GIVEN TASK => All of the entries need to be written out again, exactly as they are.

Stored data

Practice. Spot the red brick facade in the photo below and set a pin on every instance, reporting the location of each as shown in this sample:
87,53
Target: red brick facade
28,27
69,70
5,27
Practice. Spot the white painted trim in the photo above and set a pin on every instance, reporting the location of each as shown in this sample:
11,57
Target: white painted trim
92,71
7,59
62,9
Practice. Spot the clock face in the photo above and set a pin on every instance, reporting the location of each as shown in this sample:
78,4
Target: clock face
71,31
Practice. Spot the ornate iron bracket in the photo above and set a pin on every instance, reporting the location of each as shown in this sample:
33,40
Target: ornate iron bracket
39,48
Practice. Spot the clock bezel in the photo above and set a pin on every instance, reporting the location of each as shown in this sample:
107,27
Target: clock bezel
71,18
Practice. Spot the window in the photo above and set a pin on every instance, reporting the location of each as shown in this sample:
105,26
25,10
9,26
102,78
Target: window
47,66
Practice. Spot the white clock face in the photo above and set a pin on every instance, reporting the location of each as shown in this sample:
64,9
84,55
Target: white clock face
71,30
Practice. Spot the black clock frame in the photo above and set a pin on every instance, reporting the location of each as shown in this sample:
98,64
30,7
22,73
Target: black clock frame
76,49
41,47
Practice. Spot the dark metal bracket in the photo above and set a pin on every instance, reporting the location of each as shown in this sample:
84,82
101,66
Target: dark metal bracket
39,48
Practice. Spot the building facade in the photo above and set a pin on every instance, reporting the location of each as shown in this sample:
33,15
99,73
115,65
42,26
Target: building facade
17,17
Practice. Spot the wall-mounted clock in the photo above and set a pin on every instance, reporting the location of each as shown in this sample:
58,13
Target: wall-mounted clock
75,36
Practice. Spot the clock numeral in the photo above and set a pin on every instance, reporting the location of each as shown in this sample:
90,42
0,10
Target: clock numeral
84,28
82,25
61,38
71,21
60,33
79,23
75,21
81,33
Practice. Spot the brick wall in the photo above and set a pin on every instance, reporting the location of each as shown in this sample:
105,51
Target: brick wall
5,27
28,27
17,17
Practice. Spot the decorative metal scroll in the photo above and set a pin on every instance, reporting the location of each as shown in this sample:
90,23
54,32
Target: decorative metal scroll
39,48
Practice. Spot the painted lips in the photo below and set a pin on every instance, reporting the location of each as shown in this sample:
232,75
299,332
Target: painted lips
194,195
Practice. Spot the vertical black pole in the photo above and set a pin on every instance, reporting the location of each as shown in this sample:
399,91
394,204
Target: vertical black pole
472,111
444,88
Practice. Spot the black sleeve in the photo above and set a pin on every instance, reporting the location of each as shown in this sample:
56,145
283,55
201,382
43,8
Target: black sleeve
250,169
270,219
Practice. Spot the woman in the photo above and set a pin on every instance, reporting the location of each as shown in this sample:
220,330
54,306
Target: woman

WRITTEN RESPONSE =>
Practice. Spot the red brick facade in the photo below and set a pin on every instance, reporting the location of each as shown in this sample:
87,53
Target: red brick facade
28,27
69,70
5,27
Practice. Spot the white painted trim in the photo above and set a pin on every instance, reporting the location of each as shown in this sample:
11,57
Target: white painted trim
92,71
7,59
62,9
Practice. Spot the clock face in the photo above and set a pin on every instance, reporting the location of each as shown in this sample:
78,4
Target: clock face
71,31
Practice. Spot the ornate iron bracket in the photo above and set a pin on every instance, reporting the location of each as shown in this sample:
33,40
Target: ornate iron bracket
39,48
Practice. Spot the clock bezel in the photo above and set a pin on every instance, reporting the location of each as shown in this sample:
107,27
Target: clock bezel
71,18
Practice. Spot the window in the photo above and set a pin on every instance, reporting the location of each as shown in this sample:
105,26
25,10
9,26
102,78
Target: window
47,66
Practice. Spot the white clock face in the photo above and set a pin on every instance, reporting the location of each as shown in this sample:
64,9
84,55
Target: white clock face
71,30
Practice. Spot the black clock frame in the photo above and set a pin on every instance, reporting the location of each as shown in this sample:
98,64
30,7
22,73
Target: black clock frame
76,49
41,47
Practice. Spot the dark metal bracket in the photo above and set a pin on every instance, reporting the location of each as shown in this sample:
84,82
101,66
Target: dark metal bracket
39,48
Practice. Spot the building facade in the photo above and set a pin on every instance, reporting the location of each as shown in this sample:
33,15
99,73
115,65
42,26
Target: building facade
17,17
Practice. Spot the wall-mounted clock in the photo above and set a pin on every instance, reporting the location of each as shown in this sample:
58,13
Target: wall-mounted clock
75,36
Practice. Spot the clock numeral in the photo above and set a pin on every instance, reporting the location of each as shown in this sample:
90,42
0,10
Target: clock numeral
84,28
82,25
61,38
71,21
60,33
79,23
75,21
81,33
Practice. Spot the brick wall in the photo above and set a pin on every instance, reporting the location of each as shown in this sample:
105,51
Target: brick wall
5,27
28,27
17,17
Practice. Spot the decorative metal scroll in the photo above and set a pin on every instance, reporting the location of each as shown in this sample:
90,23
54,32
Target: decorative metal scroll
39,48
Practice. Spot the painted lips in the photo below and set a pin on every instance, reporting the location of each as shown in this sample:
232,75
299,332
Target: painted lips
194,195
Practice. Spot the vertical black pole in the photo above and set a pin on every instance, reporting the location of each as shown in this sample:
399,91
394,204
Target: vertical black pole
472,111
444,88
Practice. Spot the black sleeve in the photo above and set a pin on every instance, reporting the location of each as shown in this sample:
56,145
283,55
201,382
43,8
Target: black sleeve
250,169
270,219
Practice. Spot the woman in the photo above and set a pin on every instance, reporting the location of each as shown in this sample:
220,330
54,306
Target: woman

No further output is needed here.